--- Start Source data ---
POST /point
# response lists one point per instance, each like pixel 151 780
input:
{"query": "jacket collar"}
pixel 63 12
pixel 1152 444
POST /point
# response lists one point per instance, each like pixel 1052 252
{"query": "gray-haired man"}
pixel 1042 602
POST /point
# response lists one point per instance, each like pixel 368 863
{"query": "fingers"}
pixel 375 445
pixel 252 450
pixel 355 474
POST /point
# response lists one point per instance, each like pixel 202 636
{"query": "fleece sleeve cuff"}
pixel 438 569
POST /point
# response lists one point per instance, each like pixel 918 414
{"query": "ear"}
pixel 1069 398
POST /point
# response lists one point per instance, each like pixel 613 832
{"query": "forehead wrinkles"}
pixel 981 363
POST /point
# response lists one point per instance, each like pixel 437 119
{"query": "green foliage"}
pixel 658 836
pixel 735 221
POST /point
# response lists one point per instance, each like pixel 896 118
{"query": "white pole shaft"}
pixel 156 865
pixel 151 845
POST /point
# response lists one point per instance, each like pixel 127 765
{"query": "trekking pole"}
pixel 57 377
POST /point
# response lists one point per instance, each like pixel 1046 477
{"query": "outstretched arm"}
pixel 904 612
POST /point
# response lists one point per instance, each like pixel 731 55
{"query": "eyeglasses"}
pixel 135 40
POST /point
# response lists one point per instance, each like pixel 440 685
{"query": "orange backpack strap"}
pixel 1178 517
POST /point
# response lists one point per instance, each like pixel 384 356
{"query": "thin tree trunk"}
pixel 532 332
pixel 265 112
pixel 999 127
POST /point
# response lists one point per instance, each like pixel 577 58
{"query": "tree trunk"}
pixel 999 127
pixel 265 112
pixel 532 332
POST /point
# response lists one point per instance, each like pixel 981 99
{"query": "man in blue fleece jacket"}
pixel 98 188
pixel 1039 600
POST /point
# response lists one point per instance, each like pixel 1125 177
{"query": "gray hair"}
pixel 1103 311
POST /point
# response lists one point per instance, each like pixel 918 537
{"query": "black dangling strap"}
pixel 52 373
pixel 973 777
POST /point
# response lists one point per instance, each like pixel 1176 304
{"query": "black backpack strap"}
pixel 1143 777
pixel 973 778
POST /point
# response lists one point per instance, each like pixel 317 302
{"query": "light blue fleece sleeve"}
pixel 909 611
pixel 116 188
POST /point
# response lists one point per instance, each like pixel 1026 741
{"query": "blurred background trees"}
--- End Source data ---
- Problem to work on:
All of the entries should be written out again exactly.

- Answer to the problem:
POST /point
# response lists one point per instance, each like pixel 151 780
input:
{"query": "jacket collar"}
pixel 63 12
pixel 1152 444
POST /point
# response lists one point per instance, each like pixel 1052 252
{"query": "gray-haired man"}
pixel 1042 602
POST /point
# response lists one point per instance, each like pixel 368 863
{"query": "fingers"}
pixel 375 445
pixel 252 450
pixel 355 474
POST /point
# response lists one point per instance, each like pixel 202 636
{"query": "fleece sleeve cuff"}
pixel 438 569
POST /point
# response lists one point per instance, each like pixel 918 414
{"query": "ear"}
pixel 1069 398
POST /point
# response lists one point per instance, each like pixel 613 832
{"query": "forehead wrinkles"}
pixel 981 363
POST /point
# response lists one point per instance, each like pixel 437 119
{"query": "green foliage"}
pixel 658 836
pixel 735 221
POST /point
# response lists one point per instance, each like pixel 896 118
{"query": "white pole shaft"}
pixel 156 865
pixel 151 845
POST /point
# response lists one point per instance, each like pixel 127 765
{"query": "trekking pole"}
pixel 57 377
POST /point
# response lists one point per instance, each like pixel 1046 477
{"query": "outstretched arm"}
pixel 904 612
POST /point
# response lists one point per instance, each like pixel 731 55
{"query": "eyeglasses"}
pixel 135 40
POST /point
# response lists one point per instance, each like pixel 440 685
{"query": "orange backpack strap"}
pixel 1178 517
POST /point
# response lists one point per instance, each like pixel 384 356
{"query": "thin tree trunk"}
pixel 532 332
pixel 265 112
pixel 999 127
POST /point
# response lists one point per instance, each like pixel 577 58
{"query": "tree trunk"}
pixel 999 127
pixel 265 112
pixel 532 332
POST /point
# response lists one point per instance, each like pixel 981 99
{"query": "man in blue fleece jacket"}
pixel 98 188
pixel 1039 600
POST /point
# response lists one point per instance, each like pixel 1125 177
{"query": "gray hair"}
pixel 1103 311
POST /point
# response lists one point per instance, each like pixel 918 537
{"query": "black dangling strap"}
pixel 52 373
pixel 973 777
POST /point
# response lists one point per instance, each like pixel 1176 304
{"query": "black backpack strap"}
pixel 1143 777
pixel 973 778
POST /point
# response lists one point per instance, each like pixel 317 302
{"query": "light blue fleece sleeve"}
pixel 909 611
pixel 116 188
POST /point
# response lists one point per instance, each like pixel 1026 741
{"query": "blurred background trees"}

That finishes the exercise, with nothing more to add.